##### Extrait fourni #####

Autre témoignage précieux, celui de l’officier responsable des opérations cette nuit-là. Le lieutenant-colonel L., qui commande le GTC (composé de trois escadrons de gendarmes mobiles et un de CRS), est entendu dimanche 26 à 4 h 30 du matin. Le samedi 25 au matin, à 9 h 30, expose-t-il, une réunion a été organisée à la compagnie de gendarmerie de Gaillac, dirigée par l’adjoint au commandant de groupement du Tarn, le lieutenant-colonel Andréani.

«La mission que je reçois est de tenir la zone vie sur le chantier dans la forêt, Sivens à Lisle-sur-Tarn, ainsi que de tenir et défendre le site où sont stationnés les engins de chantier sur la commune de Rabastens.» Le dispositif prévu par le GTC est validé à la mi-journée par le lieutenant-colonel Rénier, commandant du groupement du Tarn.

Zone déboisée pour la construction du barrage
Zone déboisée pour la construction du barrage

Cette journée du 25 octobre se passe calmement jusqu’à 15h30, où commencent les premiers incidents. L’officier raconte. «Il est à noter que depuis 21 heures des groupes de jeunes s’installent à côté de la zone de vie en allumant des feux et en se resserrant progressivement sur la zone vie. Il y a environ 150 personnes à ce moment-là.? Vers une heure la pression des jeunes est de plus en plus importante, ils sont à environ 20 mètres de la zone et ont commencé à caillasser les forces de l’ordre.?Trois pelotons sont impactés, à savoir Alpha et India au niveau de la grille et Charlie à l’autre extrémité du dispositif face à un grand découvert.»

##### Données affichées #####

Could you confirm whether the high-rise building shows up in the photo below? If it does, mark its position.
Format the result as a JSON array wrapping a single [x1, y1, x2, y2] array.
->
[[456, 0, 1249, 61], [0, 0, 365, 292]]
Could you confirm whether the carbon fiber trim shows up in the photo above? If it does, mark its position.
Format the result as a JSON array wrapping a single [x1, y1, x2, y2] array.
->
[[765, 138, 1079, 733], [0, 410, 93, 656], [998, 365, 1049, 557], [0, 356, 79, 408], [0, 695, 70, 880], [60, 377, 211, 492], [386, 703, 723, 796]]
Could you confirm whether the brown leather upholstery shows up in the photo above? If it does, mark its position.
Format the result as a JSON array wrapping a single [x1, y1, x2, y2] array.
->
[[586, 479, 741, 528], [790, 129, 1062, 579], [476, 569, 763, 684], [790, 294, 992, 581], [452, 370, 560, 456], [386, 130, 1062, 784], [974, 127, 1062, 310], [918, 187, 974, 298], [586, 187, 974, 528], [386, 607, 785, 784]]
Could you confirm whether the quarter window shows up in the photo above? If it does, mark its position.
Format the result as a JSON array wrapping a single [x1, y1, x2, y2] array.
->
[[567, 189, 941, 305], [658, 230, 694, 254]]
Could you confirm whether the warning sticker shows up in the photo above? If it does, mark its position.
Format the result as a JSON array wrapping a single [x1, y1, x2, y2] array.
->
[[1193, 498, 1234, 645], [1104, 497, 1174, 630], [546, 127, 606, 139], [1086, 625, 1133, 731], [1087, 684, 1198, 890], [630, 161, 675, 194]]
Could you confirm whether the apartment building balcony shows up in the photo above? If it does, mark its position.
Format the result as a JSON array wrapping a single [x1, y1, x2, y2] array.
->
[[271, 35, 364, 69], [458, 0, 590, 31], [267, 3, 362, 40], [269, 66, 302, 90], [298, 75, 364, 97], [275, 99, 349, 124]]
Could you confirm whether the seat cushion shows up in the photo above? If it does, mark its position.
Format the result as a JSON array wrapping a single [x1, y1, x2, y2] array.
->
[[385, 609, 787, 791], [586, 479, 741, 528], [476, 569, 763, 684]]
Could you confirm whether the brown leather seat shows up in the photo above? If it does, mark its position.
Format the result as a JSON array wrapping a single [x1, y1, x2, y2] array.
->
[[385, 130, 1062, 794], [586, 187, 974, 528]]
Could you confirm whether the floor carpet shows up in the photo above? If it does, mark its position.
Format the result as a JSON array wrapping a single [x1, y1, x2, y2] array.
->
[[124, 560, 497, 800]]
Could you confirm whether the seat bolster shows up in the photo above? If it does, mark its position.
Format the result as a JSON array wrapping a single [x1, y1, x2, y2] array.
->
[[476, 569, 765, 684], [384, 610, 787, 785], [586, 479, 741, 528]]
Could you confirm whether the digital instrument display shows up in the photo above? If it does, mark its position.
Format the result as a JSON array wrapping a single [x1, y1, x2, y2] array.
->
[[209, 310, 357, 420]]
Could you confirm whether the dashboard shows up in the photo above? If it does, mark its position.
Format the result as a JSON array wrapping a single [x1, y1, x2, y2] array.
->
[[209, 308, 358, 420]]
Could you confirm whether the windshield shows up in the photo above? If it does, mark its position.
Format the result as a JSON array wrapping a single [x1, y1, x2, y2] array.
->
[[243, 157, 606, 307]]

#####

**Liste des activités:**
1. Recopiez fidèlement le passage de l'extrait sur le chantier de Sivens qui commence par les mots « Autre témoignage précieux, celui » et se termine par « groupement du Tarn. ».
2. Reprenez l'extrait sur le chantier de Sivens à l'endroit où il s'arrête et poursuivez-en le récit.

**Corrigé de l'exercice:**
1.
Autre témoignage précieux, celui de l’officier responsable des opérations cette nuit-là. Le lieutenant-colonel L., qui commande le GTC (composé de trois escadrons de gendarmes mobiles et un de CRS), est entendu dimanche 26 à 4 h 30 du matin. Le samedi 25 au matin, à 9 h 30, expose-t-il, une réunion a été organisée à la compagnie de gendarmerie de Gaillac, dirigée par l’adjoint au commandant de groupement du Tarn, le lieutenant-colonel Andréani.

«La mission que je reçois est de tenir la zone vie sur le chantier dans la forêt, Sivens à Lisle-sur-Tarn, ainsi que de tenir et défendre le site où sont stationnés les engins de chantier sur la commune de Rabastens.» Le dispositif prévu par le GTC est validé à la mi-journée par le lieutenant-colonel Rénier, commandant du groupement du Tarn.

2.
«Les jets de pierres deviennent de plus en plus virulents, nous recevrons des fusées de détresse et des cocktails Molotov, je fais régulièrement des comptes rendus au CORG (NDLR: le centre d’opérations et de renseignement de la gendarmerie, à l’échelon départemental) par téléphone. Je rends compte également au niveau du commandant de groupement en second, le Lieutenant colonel Andréani, qui me confirme ma mission à savoir tenir le site. Je tiens à préciser que le préfet du Tarn, par l’intermédiaire du commandant de groupement, nous avait demandé de faire preuve d’une extrême fermeté vis-à-vis des opposants par rapport à toutes formes de violences envers les forces de l’ordre», rappelle le lieutenant-colonel L.

«Après des avertissements répétés plusieurs fois par l’intermédiaire des “publics-address” (NDLR: des haut-parleurs) dont sont dotés les Iris Bus, à l’adresse des manifestants qui n’ont pas pu ne pas les entendre, et qui réagissaient à chaque fois en sifflant et vociférant à notre encontre, et devant l’augmentation des jets de projectiles et le risque couru par les forces de l’ordre dû à la proximité des lanceurs, il est décidé afin de sécuriser la troupe et en application du code de la sécurité intérieure d’employer la force (grenades lacrymogènes à mains) puis l’usage des armes.»

L’officier poursuit son récit. «Dans un premier temps, grenades lacrymogènes à fusils, puis grenades à fusil F4 et grenades à main offensives. La situation est à ce moment-là particulièrement tendue devant les positions des pelotons India et Alpha situés sur la gauche du dispositif puisqu’ils sont harcelés depuis les hauteurs. Dans le glacis qui fait face à la zone vie, des groupes nous harcèlent aussi bien du côté d’India que d’Alpha que du côté de Charlie qui est isolé sur la droite du dispositif.»

«L’usage des armes est régulé à un rythme contrôlé et modéré par le commandant de la troupe (moi-même) et le commandant de l’escadron le capitaine J., qui est un officier expérimenté et très calme. Il est à noter que des tirs de LBD ont eu lieu. Dans le glacis à un moment une personne semble être blessée, la projection du peloton d’intervention permet de ramener cette personne dans nos rangs et de constater qu’elle est seulement choquée suite à un projectile de LBD.»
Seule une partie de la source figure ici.